Object location annotation data –
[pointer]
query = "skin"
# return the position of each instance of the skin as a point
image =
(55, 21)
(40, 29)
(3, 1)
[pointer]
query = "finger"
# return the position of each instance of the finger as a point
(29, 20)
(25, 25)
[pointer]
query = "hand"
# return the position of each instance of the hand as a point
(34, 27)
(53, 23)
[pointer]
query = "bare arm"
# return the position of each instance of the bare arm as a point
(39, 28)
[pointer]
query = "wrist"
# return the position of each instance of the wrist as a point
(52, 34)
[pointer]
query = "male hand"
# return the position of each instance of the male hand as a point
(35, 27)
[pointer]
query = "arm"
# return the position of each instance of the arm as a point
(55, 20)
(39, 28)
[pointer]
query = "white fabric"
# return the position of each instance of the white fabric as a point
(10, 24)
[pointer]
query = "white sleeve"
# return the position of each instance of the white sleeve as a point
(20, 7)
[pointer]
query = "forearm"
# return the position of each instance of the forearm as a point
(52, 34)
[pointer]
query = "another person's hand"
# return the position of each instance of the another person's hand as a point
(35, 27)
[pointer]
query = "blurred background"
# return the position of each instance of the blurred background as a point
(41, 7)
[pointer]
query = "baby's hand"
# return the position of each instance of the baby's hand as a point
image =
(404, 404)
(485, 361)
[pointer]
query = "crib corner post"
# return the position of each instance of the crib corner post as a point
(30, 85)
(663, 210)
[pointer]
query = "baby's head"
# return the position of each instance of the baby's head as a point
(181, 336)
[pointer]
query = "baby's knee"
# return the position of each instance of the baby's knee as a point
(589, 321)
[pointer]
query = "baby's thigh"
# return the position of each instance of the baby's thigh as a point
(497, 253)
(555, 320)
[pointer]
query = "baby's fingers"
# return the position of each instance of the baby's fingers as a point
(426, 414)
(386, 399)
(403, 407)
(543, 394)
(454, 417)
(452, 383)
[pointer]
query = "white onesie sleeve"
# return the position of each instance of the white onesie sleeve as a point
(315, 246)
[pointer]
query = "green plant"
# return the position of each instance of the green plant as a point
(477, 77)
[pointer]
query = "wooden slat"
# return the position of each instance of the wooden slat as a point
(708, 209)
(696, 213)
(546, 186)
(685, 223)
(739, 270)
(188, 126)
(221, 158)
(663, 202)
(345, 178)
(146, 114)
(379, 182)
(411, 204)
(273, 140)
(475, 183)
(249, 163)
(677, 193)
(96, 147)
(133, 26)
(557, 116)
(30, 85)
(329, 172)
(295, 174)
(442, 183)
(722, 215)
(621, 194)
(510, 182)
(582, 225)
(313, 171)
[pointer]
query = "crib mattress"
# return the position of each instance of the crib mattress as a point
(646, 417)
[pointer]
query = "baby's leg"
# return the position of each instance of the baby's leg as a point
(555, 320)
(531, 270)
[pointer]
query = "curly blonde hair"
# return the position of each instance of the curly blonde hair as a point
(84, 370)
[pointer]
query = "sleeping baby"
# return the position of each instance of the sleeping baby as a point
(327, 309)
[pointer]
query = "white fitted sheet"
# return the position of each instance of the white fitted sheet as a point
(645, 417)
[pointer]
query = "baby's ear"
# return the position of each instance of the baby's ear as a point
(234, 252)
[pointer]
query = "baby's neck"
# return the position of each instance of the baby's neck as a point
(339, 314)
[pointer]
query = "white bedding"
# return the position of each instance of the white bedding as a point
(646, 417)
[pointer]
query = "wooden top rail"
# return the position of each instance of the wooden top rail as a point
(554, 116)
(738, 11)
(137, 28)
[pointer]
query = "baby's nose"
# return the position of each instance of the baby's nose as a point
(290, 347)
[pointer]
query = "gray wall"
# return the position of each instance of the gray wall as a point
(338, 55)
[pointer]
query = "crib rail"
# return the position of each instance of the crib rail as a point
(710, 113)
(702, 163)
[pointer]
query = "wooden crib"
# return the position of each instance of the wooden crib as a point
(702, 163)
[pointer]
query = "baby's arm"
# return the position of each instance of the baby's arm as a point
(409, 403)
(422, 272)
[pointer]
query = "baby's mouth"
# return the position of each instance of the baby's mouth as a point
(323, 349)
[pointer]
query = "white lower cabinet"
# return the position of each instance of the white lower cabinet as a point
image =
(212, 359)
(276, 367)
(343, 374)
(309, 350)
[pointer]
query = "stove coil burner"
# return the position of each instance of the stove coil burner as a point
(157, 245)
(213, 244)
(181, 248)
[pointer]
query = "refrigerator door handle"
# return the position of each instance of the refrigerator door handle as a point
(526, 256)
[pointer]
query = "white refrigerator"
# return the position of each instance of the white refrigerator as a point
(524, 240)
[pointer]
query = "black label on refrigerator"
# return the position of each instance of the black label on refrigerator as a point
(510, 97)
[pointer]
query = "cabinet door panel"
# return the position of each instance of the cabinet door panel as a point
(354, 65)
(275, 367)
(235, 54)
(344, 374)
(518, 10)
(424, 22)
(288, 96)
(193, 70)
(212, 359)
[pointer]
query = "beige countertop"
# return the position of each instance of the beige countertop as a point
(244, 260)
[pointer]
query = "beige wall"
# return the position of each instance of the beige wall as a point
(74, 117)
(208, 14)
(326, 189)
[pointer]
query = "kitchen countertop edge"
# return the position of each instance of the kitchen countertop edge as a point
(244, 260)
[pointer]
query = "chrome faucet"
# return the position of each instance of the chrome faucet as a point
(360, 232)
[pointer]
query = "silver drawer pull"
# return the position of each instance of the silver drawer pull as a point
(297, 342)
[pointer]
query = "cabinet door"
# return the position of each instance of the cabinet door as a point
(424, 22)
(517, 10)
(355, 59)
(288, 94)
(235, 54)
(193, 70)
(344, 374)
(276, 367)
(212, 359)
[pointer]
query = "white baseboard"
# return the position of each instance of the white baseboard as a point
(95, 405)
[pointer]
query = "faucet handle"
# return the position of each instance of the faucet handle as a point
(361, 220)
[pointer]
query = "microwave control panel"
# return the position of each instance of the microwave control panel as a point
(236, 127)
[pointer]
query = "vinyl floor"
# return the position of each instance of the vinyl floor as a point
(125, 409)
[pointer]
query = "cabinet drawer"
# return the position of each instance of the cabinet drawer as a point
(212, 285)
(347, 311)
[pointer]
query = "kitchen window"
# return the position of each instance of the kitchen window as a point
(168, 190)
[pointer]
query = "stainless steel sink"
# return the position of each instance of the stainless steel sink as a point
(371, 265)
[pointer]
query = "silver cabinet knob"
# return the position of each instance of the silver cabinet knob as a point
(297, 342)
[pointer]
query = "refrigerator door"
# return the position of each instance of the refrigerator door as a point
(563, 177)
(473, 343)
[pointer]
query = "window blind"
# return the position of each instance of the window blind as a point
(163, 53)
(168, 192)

THE REQUEST – Write out every record, exactly as written.

ANSWER FOR THE TASK –
[pointer]
query = "skin"
# return the position of each instance of the skin as a point
image =
(55, 21)
(40, 29)
(3, 1)
[pointer]
query = "finger"
# return the position of each instance of the finger as a point
(29, 20)
(25, 25)
[pointer]
query = "hand"
# return the position of each instance of the hand as a point
(34, 27)
(53, 23)
[pointer]
query = "bare arm"
# return the position of each instance of the bare arm as a point
(39, 28)
[pointer]
query = "wrist"
# return the position of each instance of the wrist as a point
(52, 34)
[pointer]
query = "male hand"
# return the position of each instance of the male hand as a point
(35, 27)
[pointer]
query = "arm"
# return the position of each instance of the arm as a point
(55, 20)
(39, 28)
[pointer]
query = "white fabric"
# return the position of each instance of the white fabric as a point
(10, 24)
[pointer]
query = "white sleeve"
# return the position of each instance of the white sleeve as a point
(20, 7)
[pointer]
query = "forearm"
# return the position of each instance of the forearm as a point
(52, 34)
[pointer]
query = "another person's hand"
# return the position of each instance of the another person's hand as a point
(35, 27)
[pointer]
query = "blurred background"
# return the position of each instance of the blurred background as a point
(41, 7)
[pointer]
query = "baby's hand"
# return the position of each instance of the baby's hand as a point
image =
(404, 404)
(485, 361)
[pointer]
query = "crib corner post"
# return the position of each instance of the crib corner post as a point
(30, 85)
(663, 210)
[pointer]
query = "baby's head"
# return the position of each instance of the baby's head as a point
(181, 336)
[pointer]
query = "baby's knee"
# return the position of each instance of the baby's knee as a point
(589, 321)
[pointer]
query = "baby's thigh"
# return the position of each instance of the baby's thigh as a point
(497, 253)
(555, 320)
[pointer]
query = "baby's fingers"
# return the position of each instance of the baby's fingers as a point
(426, 414)
(386, 399)
(403, 407)
(543, 394)
(454, 417)
(452, 383)
[pointer]
query = "white onesie sleeve"
# return the position of each instance of the white onesie sleeve as a point
(315, 246)
[pointer]
query = "green plant"
# return the position of each instance of the green plant as a point
(477, 77)
[pointer]
query = "wooden slat"
# return the position of each instance of the wooden slat as a point
(708, 209)
(696, 213)
(546, 186)
(685, 223)
(739, 270)
(188, 126)
(221, 158)
(663, 202)
(345, 178)
(146, 114)
(379, 182)
(411, 204)
(273, 140)
(475, 183)
(249, 163)
(677, 193)
(96, 147)
(133, 26)
(557, 116)
(30, 85)
(329, 172)
(295, 174)
(442, 183)
(722, 215)
(621, 194)
(510, 182)
(582, 225)
(313, 171)
[pointer]
query = "crib mattress"
# return the position of each instance of the crib mattress as a point
(646, 417)
[pointer]
query = "baby's leg"
# return the position of each instance of the baby's leg as a point
(555, 320)
(531, 270)
[pointer]
query = "curly blonde hair"
# return the position of each instance of the curly blonde hair as a point
(84, 370)
[pointer]
query = "sleeping baby"
# return the position of each instance of the sleeping baby as a point
(327, 309)
[pointer]
query = "white fitted sheet"
# return the position of each instance of the white fitted sheet as a point
(645, 417)
[pointer]
query = "baby's ear"
# return the position of each instance of the baby's ear as a point
(234, 252)
[pointer]
query = "baby's neck"
# return the position of each instance of the baby's neck as a point
(339, 314)
[pointer]
query = "white bedding"
# return the position of each instance of the white bedding as a point
(646, 417)
[pointer]
query = "wooden top rail"
# return the position of each instance of the wooden top rail as a point
(554, 116)
(738, 11)
(137, 28)
[pointer]
query = "baby's nose"
# return the position of each instance of the baby's nose as a point
(290, 347)
[pointer]
query = "gray wall"
# return the position of each instance of the gray wall as a point
(338, 55)
[pointer]
query = "crib rail"
# return the position of each instance of the crib rail as a point
(710, 113)
(702, 163)
[pointer]
query = "wooden crib"
# return the position of each instance of the wooden crib as a point
(702, 163)
[pointer]
query = "baby's arm"
# return the position of each instance of the baby's arm as a point
(409, 403)
(422, 272)
[pointer]
query = "baby's mouth"
# return the position of each instance of the baby's mouth as a point
(323, 349)
[pointer]
query = "white lower cabinet"
# return the position of each instance of the white lower cabinet as a point
image =
(212, 359)
(276, 367)
(343, 374)
(309, 350)
[pointer]
query = "stove coil burner"
# return the position of each instance of the stove coil burner as a point
(157, 245)
(213, 244)
(181, 248)
[pointer]
query = "refrigerator door handle"
# return the position of each instance of the refrigerator door handle as a point
(526, 256)
[pointer]
query = "white refrigerator"
# return the position of each instance of the white refrigerator as a point
(524, 240)
[pointer]
query = "black label on refrigerator"
# return the position of each instance of the black label on refrigerator as a point
(510, 97)
[pointer]
query = "cabinet door panel"
# return the position of each instance of the cabinet door panel as a point
(354, 65)
(275, 367)
(235, 54)
(344, 374)
(518, 10)
(424, 22)
(288, 96)
(193, 70)
(212, 359)
[pointer]
query = "beige countertop"
# return the position of each instance of the beige countertop as a point
(244, 260)
[pointer]
query = "beige wall"
# return the position of each instance of the beige wall as a point
(74, 117)
(208, 14)
(326, 189)
[pointer]
query = "kitchen countertop edge"
# return the position of each instance of the kitchen countertop edge as a point
(244, 260)
[pointer]
query = "chrome faucet"
# return the position of each instance of the chrome faucet as a point
(360, 232)
[pointer]
query = "silver drawer pull"
# return the position of each instance of the silver drawer pull as a point
(297, 342)
[pointer]
query = "cabinet door"
# return the position of each instance of the cabinet door as a point
(424, 22)
(517, 10)
(355, 59)
(288, 94)
(235, 54)
(193, 70)
(344, 374)
(276, 367)
(212, 359)
[pointer]
query = "white baseboard"
# return the position of each instance of the white baseboard as a point
(95, 405)
[pointer]
query = "faucet handle"
# return the position of each instance of the faucet handle as a point
(361, 220)
[pointer]
query = "microwave control panel"
# return the position of each instance of the microwave control panel as a point
(236, 127)
[pointer]
query = "vinyl floor"
# return the position of each instance of the vinyl floor as a point
(125, 409)
[pointer]
query = "cabinet drawer"
# return the position of each instance of the cabinet drawer as a point
(212, 285)
(347, 311)
[pointer]
query = "kitchen window"
# return the position of each instance of the kitchen window as a point
(168, 190)
[pointer]
query = "stainless steel sink"
# return the position of each instance of the stainless steel sink as a point
(371, 265)
[pointer]
query = "silver cabinet knob"
# return the position of each instance of the silver cabinet knob as a point
(297, 342)
[pointer]
query = "refrigerator door"
# return the position of each instance of the refrigerator door as a point
(563, 177)
(473, 343)
[pointer]
query = "window blind"
# return the position of each instance of the window blind as a point
(163, 53)
(168, 192)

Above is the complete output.